_Set task_
Return every line in the entries below that contains the string "mountain", copying each line unchanged. Matching is case-sensitive.

_Task inputs_
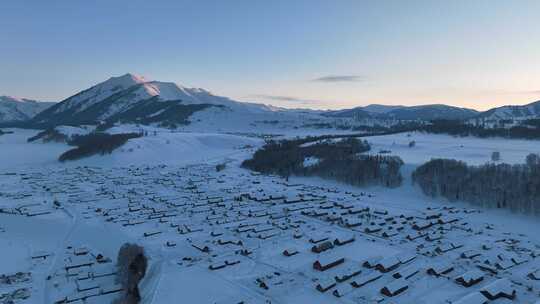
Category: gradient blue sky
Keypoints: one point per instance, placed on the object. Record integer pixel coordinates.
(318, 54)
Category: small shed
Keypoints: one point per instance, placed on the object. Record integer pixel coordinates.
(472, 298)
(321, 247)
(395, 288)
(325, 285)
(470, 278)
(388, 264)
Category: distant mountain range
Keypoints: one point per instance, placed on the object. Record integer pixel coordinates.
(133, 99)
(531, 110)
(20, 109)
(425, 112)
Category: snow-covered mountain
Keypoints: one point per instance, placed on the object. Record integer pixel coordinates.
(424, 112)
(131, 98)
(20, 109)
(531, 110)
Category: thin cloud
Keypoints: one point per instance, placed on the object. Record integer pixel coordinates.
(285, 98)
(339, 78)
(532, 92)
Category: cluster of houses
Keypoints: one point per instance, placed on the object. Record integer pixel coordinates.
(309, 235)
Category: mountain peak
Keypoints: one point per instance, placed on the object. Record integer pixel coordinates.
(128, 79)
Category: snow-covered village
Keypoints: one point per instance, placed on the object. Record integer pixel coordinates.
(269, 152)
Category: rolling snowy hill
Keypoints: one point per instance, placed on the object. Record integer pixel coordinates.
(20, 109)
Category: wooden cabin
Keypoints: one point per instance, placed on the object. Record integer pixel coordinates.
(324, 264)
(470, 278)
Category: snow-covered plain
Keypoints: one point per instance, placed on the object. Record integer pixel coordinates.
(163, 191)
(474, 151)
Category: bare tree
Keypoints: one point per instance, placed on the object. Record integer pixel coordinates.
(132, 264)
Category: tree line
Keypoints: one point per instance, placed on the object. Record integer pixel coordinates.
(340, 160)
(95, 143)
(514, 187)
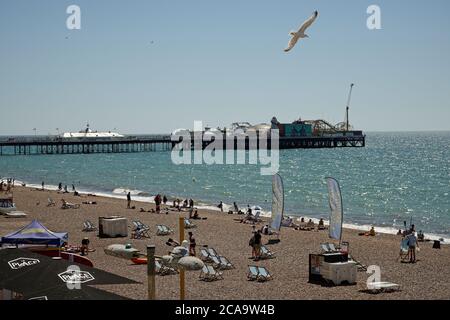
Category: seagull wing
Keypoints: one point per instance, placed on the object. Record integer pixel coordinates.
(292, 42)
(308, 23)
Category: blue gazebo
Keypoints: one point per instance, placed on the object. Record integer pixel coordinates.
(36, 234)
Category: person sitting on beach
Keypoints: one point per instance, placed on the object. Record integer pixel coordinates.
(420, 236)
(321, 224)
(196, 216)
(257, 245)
---
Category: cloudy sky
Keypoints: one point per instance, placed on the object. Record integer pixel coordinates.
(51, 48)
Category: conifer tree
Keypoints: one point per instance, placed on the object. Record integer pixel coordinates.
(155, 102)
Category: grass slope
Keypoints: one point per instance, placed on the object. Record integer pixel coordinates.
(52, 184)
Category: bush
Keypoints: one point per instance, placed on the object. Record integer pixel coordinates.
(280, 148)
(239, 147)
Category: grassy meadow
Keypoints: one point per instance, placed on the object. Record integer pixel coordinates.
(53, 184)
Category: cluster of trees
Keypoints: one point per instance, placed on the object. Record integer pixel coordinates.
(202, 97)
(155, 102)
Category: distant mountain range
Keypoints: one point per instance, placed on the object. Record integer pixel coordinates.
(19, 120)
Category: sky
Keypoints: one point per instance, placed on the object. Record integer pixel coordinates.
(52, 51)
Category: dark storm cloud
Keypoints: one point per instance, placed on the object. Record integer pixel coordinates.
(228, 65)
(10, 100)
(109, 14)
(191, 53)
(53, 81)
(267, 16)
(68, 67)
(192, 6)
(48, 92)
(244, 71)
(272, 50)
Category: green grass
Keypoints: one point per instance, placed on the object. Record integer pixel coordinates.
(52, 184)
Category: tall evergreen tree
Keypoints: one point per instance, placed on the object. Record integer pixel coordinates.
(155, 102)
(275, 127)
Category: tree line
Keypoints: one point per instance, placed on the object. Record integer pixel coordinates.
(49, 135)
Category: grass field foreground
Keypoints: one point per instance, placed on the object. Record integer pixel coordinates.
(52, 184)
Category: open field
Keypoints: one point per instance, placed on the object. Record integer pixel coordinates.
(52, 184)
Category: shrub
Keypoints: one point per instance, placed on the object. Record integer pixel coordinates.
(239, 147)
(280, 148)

_Task output_
Category: distant mountain range
Category: snow-covered mountain
Category: mountain peak
Category: distant mountain range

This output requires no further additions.